Moving SSL connections between processes (was: Question)

Dmitry Belyavsky beldmit at gmail.com
Mon Aug 14 15:57:50 UTC 2023


Dear Victor,



On Mon, Aug 14, 2023 at 5:52 PM Viktor Dukhovni <openssl-users at dukhovni.org>
wrote:

> On Thu, Aug 10, 2023 at 03:56:31PM +0000, Mohammad Zolfaghari wrote:
>
> > Openssl documentation explicitly says "SSL_set_session() is only
> > useful for TLS/SSL clients" while we are transferring the session on
> > the server side from one process to the another. Do you still think
> > that using the session on the server side can prevent us from
> > duplicating the key agreement phase?
>
> The above is not very clear, but I'm guessing you're talking about TLS
> session resumption across processes.  Yes, this possible, by
> implementing external session cache callbacks (as e.g. in Postfix where
> multiple SMTP server processes consult a common session cache maintained
> by the tlsmgr(8) helper process).

- [SET TASKS]:
1 – Reproduce the mailing list message about moving SSL connections between processes word for word.
2 – Please format the lines of the records from the line with "Q: Identify a point on each instance of the blue" to the line with "[(101, 104)]", both included, as a JSON list of strings with one string per line and blank lines omitted.
The mailing list message and the records are unrelated material.

- [GIVEN INFORMATION]:
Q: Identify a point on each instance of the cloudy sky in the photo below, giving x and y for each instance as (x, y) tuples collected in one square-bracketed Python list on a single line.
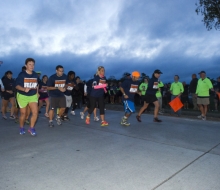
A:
[(121, 35)]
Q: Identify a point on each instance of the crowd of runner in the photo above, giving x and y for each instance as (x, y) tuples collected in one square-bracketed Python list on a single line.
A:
[(61, 94)]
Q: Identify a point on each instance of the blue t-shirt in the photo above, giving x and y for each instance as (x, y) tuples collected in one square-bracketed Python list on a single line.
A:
[(152, 86), (55, 81), (27, 81), (98, 81), (70, 86), (130, 88)]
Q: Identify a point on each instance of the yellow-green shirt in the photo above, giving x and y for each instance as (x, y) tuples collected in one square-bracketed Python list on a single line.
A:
[(176, 88), (143, 88), (203, 87), (158, 94)]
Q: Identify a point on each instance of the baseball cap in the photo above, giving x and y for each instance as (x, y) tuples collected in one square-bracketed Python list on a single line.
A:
[(136, 74), (202, 72), (158, 71)]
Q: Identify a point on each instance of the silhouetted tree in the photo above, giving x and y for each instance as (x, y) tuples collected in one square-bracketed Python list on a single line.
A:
[(210, 10)]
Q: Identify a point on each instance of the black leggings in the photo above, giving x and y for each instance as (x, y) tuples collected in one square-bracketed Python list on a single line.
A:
[(101, 104)]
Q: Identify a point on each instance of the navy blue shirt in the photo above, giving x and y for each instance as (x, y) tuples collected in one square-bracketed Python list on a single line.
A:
[(98, 81), (70, 86), (152, 86), (55, 81), (130, 88), (27, 81)]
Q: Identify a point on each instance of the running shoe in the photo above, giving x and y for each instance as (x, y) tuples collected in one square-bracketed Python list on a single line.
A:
[(87, 120), (104, 123), (200, 116), (73, 112), (124, 122), (157, 120), (82, 115), (58, 121), (51, 124), (27, 121), (32, 131), (160, 112), (138, 118), (96, 118), (16, 120), (12, 117), (66, 118), (46, 115), (22, 131)]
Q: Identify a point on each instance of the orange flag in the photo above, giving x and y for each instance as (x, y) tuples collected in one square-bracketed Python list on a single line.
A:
[(176, 104), (218, 93)]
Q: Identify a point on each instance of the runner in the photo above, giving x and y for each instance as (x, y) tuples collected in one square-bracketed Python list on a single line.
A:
[(44, 97), (159, 97), (71, 83), (87, 92), (57, 86), (202, 93), (142, 88), (8, 95), (28, 111), (176, 90), (150, 96), (27, 95), (97, 95), (128, 88)]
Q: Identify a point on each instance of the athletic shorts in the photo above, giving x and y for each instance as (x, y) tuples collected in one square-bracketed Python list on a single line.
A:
[(111, 93), (69, 101), (57, 102), (43, 96), (23, 100), (150, 98), (203, 101), (129, 106), (7, 96)]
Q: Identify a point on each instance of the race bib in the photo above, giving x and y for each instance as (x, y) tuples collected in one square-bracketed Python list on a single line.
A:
[(70, 86), (102, 82), (60, 83), (133, 88), (30, 83), (43, 89), (155, 86)]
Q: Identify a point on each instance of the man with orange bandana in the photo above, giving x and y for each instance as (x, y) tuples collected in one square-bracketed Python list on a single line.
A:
[(27, 95), (129, 88), (57, 87)]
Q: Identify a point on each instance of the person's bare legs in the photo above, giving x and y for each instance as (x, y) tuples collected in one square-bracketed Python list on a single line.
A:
[(34, 110), (4, 106), (12, 101)]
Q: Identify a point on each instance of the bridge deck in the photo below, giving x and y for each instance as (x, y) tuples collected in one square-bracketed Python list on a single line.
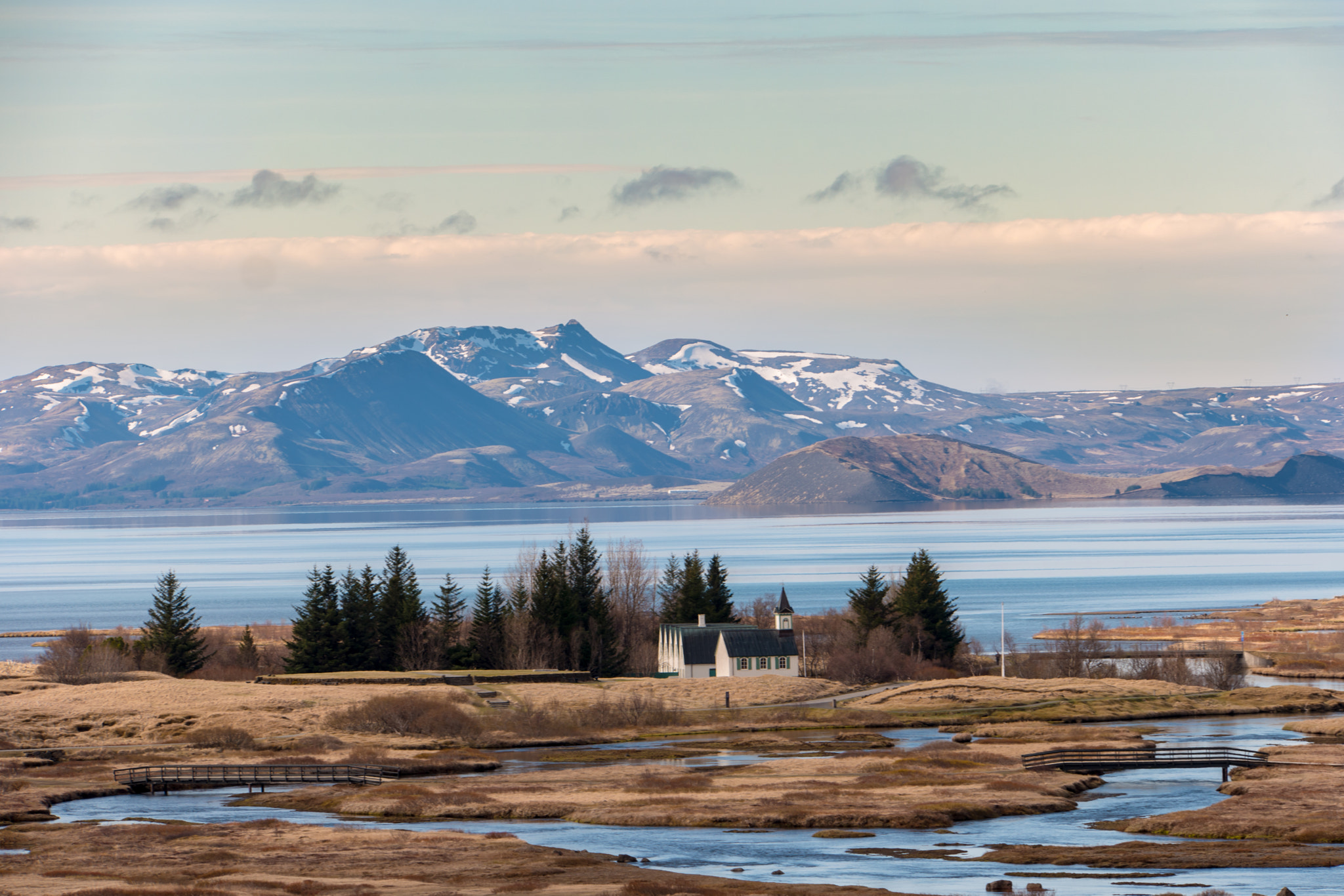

- [ANSWERS TO THE EXERCISES]:
1 –
Moving SSL connections between processes (was: Question)

Dmitry Belyavsky beldmit at gmail.com
Mon Aug 14 15:57:50 UTC 2023


Dear Victor,



On Mon, Aug 14, 2023 at 5:52 PM Viktor Dukhovni <openssl-users at dukhovni.org>
wrote:

> On Thu, Aug 10, 2023 at 03:56:31PM +0000, Mohammad Zolfaghari wrote:
>
> > Openssl documentation explicitly says "SSL_set_session() is only
> > useful for TLS/SSL clients" while we are transferring the session on
> > the server side from one process to the another. Do you still think
> > that using the session on the server side can prevent us from
> > duplicating the key agreement phase?
>
> The above is not very clear, but I'm guessing you're talking about TLS
> session resumption across processes.  Yes, this possible, by
> implementing external session cache callbacks (as e.g. in Postfix where
> multiple SMTP server processes consult a common session cache maintained
> by the tlsmgr(8) helper process).

2 –
[
  "Q: Identify a point on each instance of the blue t-shirt in the photo above, giving x and y for each instance as (x, y) tuples collected in one square-bracketed Python list on a single line.",
  "A:",
  "[(152, 86), (55, 81), (27, 81), (98, 81), (70, 86), (130, 88)]",
  "Q: Identify a point on each instance of the yellow-green shirt in the photo above, giving x and y for each instance as (x, y) tuples collected in one square-bracketed Python list on a single line.",
  "A:",
  "[(176, 88), (143, 88), (203, 87), (158, 94)]",
  "Q: Identify a point on each instance of the baseball cap in the photo above, giving x and y for each instance as (x, y) tuples collected in one square-bracketed Python list on a single line.",
  "A:",
  "[(136, 74), (202, 72), (158, 71)]",
  "Q: Identify a point on each instance of the silhouetted tree in the photo above, giving x and y for each instance as (x, y) tuples collected in one square-bracketed Python list on a single line.",
  "A:",
  "[(210, 10)]",
  "Q: Identify a point on each instance of the black leggings in the photo above, giving x and y for each instance as (x, y) tuples collected in one square-bracketed Python list on a single line.",
  "A:",
  "[(101, 104)]"
]